▶ _EXTRAIT DU DOCUMENT_
***
Ces choix laissent transparaître un souci d'efficacité et de résultat dans un temps non extensible.
Chacun d'eux est à la fois un combat et un élément utile à l'agencement de l'édifice projeté d'une nouvelle Algérie qui implique une maîtrise d'ouvrage, c'est-à-dire un dispositif de mise en oeuvre et des outils. Qui peut s'en charger si ce n'est l'administration publique? Or, celle-ci ne semble pas en mesure de s'acquitter convenablement de cette redoutable mission en raison de sa mentalité, de ses méthodes désuètes et de ses carences avérées qui appesantissent la marche de la société et les processus d'exécution des politiques publiques, comme c'est d'ailleurs souvent le cas dans les pays en développement. En Algérie, ce problème est chronique, même si les tentatives d'amélioration abondent, allant des réformes structurelles des années 1960 aux propositions du comité Sbih (2001), en passant par les mesures conjoncturelles des années 1980. Mais jusque-là, la façon de le résoudre, c'est-à-dire les questions du «comment procéder» et du passage à l'acte, butent sur une résistance passive manifeste de nos appareils bureaucratiques qui demeurent obstinément fermés sur eux-mêmes et réfractaires à toute réforme malgré la qualité de bon nombre de leurs membres et un discours politique ostensiblement centré sur la notion de «rénovation».
C'est pourquoi le projet présidentiel susmentionné sollicite implicitement les agents publics de se faire à l'idée de «ne plus considérer l'administration comme une organisation équivalente à une entreprise privée. Elle n'est qu'une machine qu'on optimise. Sa finalité est de créer de la valeur, du bien public, que ce soit du lien social, de la construction de l'avenir, de l'innovation»(C. Rochet, 2010). Il sous-entend également que le renouveau du pays et celui de ses appareils administratifs vont de pair et sont deux faces d'une seule pièce.
Nous y reviendrons parce que le thème de la gestion publique est d'une brûlante actualité et qu'il occupe une place à part entière dans la feuille de route 2024-2029.
***
▶ _ENREGISTREMENTS DE DONNÉES_
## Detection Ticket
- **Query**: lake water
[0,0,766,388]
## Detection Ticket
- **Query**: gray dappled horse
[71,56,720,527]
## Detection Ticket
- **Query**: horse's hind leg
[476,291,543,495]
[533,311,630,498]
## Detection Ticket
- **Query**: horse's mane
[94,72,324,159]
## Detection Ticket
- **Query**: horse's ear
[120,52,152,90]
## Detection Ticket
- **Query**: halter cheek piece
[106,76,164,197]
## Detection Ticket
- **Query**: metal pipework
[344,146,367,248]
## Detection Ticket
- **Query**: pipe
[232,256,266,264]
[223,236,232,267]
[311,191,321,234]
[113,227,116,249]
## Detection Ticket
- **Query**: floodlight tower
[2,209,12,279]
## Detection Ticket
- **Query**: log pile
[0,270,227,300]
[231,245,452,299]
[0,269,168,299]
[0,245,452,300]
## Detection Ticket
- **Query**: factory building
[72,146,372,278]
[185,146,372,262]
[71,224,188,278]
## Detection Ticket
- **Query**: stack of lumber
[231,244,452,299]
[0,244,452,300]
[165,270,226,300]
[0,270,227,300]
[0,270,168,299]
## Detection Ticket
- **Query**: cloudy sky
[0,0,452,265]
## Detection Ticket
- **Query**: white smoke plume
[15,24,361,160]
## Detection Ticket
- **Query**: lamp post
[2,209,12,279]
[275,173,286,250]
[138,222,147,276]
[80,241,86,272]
***
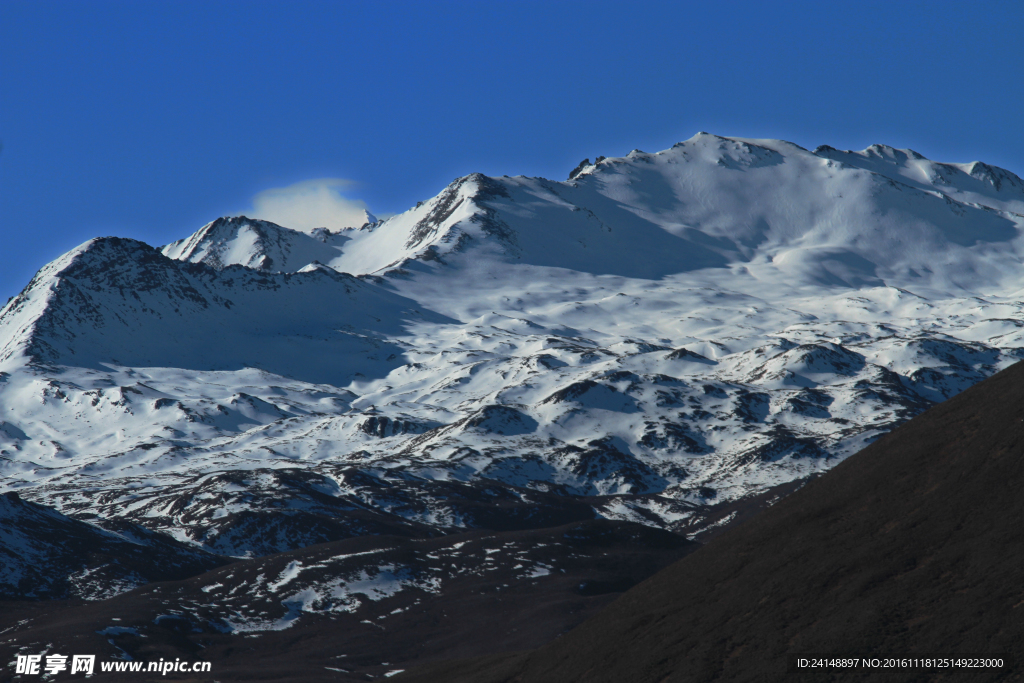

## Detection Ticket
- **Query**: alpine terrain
***
▶ _PROBLÈME À RÉSOUDRE_
Traduisez en anglais cette phrase de l'extrait sur l'administration publique en Algérie : « Ces choix laissent transparaître un souci d'efficacité et de résultat dans un temps non extensible. » Les enregistrements ne sont pas nécessaires ici.

▶ _VOTRE SOLUTION_
These choices reveal a concern for efficiency and results within a time frame that cannot be extended.